▶ OPDRACHT 1
Leg uit waarom volgens de tekst over collectief vervoer een belanghebbende die in aanmerking komt voor een voorziening uit artikel 18 lid 1 het tarief van artikel 16 lid 2 onder a betaalt.
▶ OPDRACHT 2
Zet de regels in de records vanaf de regel met "of the forearm" tot en met het einde van de records om in een genummerde lijst. Laat lege regels weg.

▶ TEKST
Artikel 16 Tarief collectief vervoer

1. Vervallen per 1 april 2012 2. Het bedrag dat wordt gevraagd voor een Regiotaxirit bedraagt:

a. voor WMO-pashouders (zie artikel 18 lid 2):

1. Voor bestemmingen binnen het gebied Schiedam, Vlaardingen en Maassluis een opstaptarief van € 0,83 en voor iedere kilometer € 0,12 met een minimumtarief van € 1,25.

2. Voor bestemmingen buiten het gebied Schiedam, Vlaardingen en Maassluis een opstaptarief van € 0,83 en voor iedere kilometer € 0,12 met een minimumtarief van € 1,75.

b. voor niet-WMO-pashouders (zie artikel 18 lid 3):

Een opstaptarief van € 7,00 en voor iedere kilometer € 0,50 met een minimumtarief van € 9,00.

Artikel 17 Algemeen gebruikelijke vervoersvoorzieningen

Vervallen per 1 april 2012

Artikel 18 Collectieve vervoersvoorzieningen

1. Een collectieve vervoersvoorziening, zoals bedoeld in artikel 22 onder b van de verordening kan bestaan uit:

a. het gebruik van het Aanvullend Openbaar Vervoer;

b. het gebruik van het Aanvullend Openbaar Vervoer samen met een persoon die de noodzakelijk geachte begeleiding van de belanghebbende op zich neemt. 2. De belanghebbende die in aanmerking komt voor een vervoersvoorziening genoemd in het eerste lid van dit artikel krijgt een WMO-pas en kan tegen betaling van het in artikel 16 lid 2 onder a van dit Besluit genoemde tarief gebruik maken van het Aanvullend Openbaar Vervoer.   3. Iedere inwoner van Vlaardingen, Maasluis of Schiedam kan tegen betaling van € 5,00 in het bezit komen van een niet-WMO-pas. Houders van een niet-WMO-pas kunnen tegen betaling van het in artikel 16 lid 2 onder b van dit Besluit genoemde tarief gebruik maken van het Aanvullend Openbaar Vervoer. 4. De belanghebbende die in aanmerking komt voor een vervoersvoorziening als bedoeld in lid 1 onder b van dit artikel mag één begeleider ten laste van het college laten meereizen met het Aanvullend Openbaar Vervoer. 5. De belanghebbende die in aanmerking komt voor een vervoersvoorziening als bedoeld in lid 1 onder a van dit artikel mag één persoon laten meereizen tegen het tarief dat wordt gevraagd voor WMO-pashouders zoals genoemd in artikel 16 lid 2 onder a van dit Besluit. 6. Houders van een niet-WMO-pas zoals bedoeld in lid 3 van dit artikel mogen één persoon laten meereizen tegen het tarief dat wordt gevraagd voor niet-WMO-pashouders zoals genoemd in artikel 16 lid 2 onder b van dit Besluit.

▶ DATASETRECORDS

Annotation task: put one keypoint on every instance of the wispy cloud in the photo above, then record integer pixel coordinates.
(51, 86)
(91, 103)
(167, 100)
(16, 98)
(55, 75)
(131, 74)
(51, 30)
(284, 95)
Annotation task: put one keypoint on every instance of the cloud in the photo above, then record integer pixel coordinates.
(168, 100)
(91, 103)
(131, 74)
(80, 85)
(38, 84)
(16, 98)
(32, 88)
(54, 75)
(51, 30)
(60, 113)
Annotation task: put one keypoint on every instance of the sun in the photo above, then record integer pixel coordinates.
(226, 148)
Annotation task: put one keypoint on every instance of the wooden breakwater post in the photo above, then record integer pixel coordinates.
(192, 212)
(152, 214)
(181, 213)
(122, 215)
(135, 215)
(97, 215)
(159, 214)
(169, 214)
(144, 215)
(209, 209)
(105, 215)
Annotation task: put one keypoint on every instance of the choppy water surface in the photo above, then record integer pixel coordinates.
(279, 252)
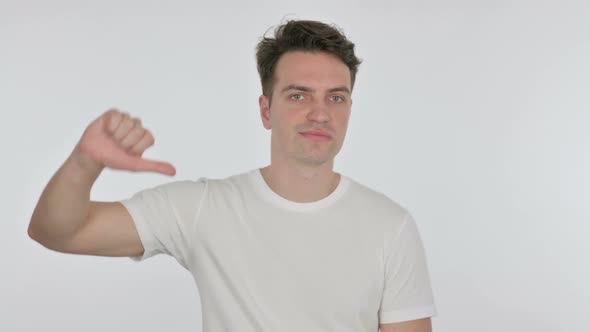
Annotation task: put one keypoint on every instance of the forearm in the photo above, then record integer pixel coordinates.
(63, 205)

▶ UITKOMST OEFENING 1
Volgens artikel 18 lid 2 krijgt zo'n belanghebbende een WMO-pas. Met die pas mag hij het Aanvullend Openbaar Vervoer gebruiken tegen betaling van het tarief uit artikel 16 lid 2 onder a, het tarief voor WMO-pashouders. Dat bestaat uit een opstaptarief van € 0,83 en € 0,12 per kilometer, met een minimumtarief van € 1,25 binnen het gebied Schiedam, Vlaardingen en Maassluis en van € 1,75 daarbuiten.

▶ UITKOMST OEFENING 2
1. Annotation task: put one keypoint on every instance of the forearm in the photo above, then record integer pixel coordinates.
2. (63, 205)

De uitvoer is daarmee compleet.